● **WHAT IS REQUIRED**
Every line from the one holding "the metal pipe." through the final line of the entries is to be reproduced exactly, and no other line.

[Stored data]
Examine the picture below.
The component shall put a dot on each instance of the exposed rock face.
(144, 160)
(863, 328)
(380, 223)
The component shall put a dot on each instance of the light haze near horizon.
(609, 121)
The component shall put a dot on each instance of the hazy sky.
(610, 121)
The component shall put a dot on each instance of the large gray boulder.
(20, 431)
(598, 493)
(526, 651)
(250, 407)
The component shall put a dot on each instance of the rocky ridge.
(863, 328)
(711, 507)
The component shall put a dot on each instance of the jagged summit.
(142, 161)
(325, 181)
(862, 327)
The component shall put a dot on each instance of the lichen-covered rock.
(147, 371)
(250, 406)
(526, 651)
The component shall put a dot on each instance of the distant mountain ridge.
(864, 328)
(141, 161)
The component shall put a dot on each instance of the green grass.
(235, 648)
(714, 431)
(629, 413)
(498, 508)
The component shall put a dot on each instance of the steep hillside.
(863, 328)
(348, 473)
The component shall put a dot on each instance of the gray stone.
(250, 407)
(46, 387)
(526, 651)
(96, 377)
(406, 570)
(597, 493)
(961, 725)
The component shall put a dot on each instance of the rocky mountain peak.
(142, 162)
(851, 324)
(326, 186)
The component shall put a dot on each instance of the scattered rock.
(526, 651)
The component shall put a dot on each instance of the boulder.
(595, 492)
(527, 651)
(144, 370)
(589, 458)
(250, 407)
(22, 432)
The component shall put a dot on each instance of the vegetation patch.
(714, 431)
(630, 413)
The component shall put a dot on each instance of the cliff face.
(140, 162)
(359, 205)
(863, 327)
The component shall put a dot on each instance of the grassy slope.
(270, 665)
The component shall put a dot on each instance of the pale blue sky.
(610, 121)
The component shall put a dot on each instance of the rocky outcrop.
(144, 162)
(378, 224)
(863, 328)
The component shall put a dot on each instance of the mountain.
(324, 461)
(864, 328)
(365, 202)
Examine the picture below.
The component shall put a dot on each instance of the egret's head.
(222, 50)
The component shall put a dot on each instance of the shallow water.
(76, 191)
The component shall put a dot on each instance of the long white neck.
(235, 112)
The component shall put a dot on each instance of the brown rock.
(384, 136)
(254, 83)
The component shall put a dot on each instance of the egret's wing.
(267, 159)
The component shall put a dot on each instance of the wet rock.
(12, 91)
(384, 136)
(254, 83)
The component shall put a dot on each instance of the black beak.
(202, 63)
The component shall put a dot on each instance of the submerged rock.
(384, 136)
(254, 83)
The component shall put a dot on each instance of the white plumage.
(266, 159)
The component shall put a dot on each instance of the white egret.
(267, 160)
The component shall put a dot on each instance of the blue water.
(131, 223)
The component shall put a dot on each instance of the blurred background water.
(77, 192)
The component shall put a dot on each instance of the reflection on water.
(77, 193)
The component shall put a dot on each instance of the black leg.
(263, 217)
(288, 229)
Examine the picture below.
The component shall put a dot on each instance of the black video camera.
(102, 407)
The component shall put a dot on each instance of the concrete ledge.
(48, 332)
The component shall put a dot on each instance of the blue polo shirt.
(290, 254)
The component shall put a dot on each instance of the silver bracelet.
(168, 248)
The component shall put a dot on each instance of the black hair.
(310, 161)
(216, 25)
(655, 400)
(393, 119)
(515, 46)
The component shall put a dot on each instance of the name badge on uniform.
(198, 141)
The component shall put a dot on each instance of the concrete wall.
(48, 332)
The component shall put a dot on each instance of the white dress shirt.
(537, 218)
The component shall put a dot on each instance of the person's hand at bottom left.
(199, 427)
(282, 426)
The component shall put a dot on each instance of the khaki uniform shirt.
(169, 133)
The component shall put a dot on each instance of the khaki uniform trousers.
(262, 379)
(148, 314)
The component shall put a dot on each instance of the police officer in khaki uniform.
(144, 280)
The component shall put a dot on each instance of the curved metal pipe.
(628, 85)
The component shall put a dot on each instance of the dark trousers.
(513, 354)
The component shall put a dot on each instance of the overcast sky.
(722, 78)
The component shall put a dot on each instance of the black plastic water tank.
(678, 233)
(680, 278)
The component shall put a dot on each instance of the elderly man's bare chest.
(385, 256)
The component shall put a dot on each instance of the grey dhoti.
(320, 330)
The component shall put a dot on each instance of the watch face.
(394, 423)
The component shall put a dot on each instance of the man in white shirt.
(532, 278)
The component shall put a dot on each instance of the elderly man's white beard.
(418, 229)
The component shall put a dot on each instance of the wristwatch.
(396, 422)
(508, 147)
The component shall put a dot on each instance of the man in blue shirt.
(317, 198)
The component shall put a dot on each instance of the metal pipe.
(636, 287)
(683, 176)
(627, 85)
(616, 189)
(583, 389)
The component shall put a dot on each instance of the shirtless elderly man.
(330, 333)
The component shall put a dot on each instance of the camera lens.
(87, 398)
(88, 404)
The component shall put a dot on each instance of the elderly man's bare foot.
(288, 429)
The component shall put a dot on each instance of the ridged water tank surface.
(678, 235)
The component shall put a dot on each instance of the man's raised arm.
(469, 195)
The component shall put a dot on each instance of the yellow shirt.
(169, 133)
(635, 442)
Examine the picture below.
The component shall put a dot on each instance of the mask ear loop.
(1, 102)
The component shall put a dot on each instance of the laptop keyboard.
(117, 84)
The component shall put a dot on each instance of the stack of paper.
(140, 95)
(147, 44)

● **OUTPUT FOR THIS EXERCISE**
The component shall put a dot on each instance of the metal pipe.
(636, 287)
(683, 176)
(627, 85)
(616, 189)
(583, 389)
The component shall put a dot on each instance of the shirtless elderly man.
(330, 333)
The component shall put a dot on each instance of the camera lens.
(87, 398)
(88, 404)
The component shall put a dot on each instance of the elderly man's bare foot.
(288, 429)
The component shall put a dot on each instance of the ridged water tank surface.
(678, 235)
The component shall put a dot on each instance of the man's raised arm.
(469, 195)
The component shall put a dot on each instance of the yellow shirt.
(169, 133)
(635, 442)
Examine the picture below.
The component shall put a dot on each instance of the mask ear loop.
(1, 102)
The component shall put a dot on each instance of the laptop keyboard.
(117, 84)
The component shall put a dot on each instance of the stack of paper.
(140, 95)
(147, 44)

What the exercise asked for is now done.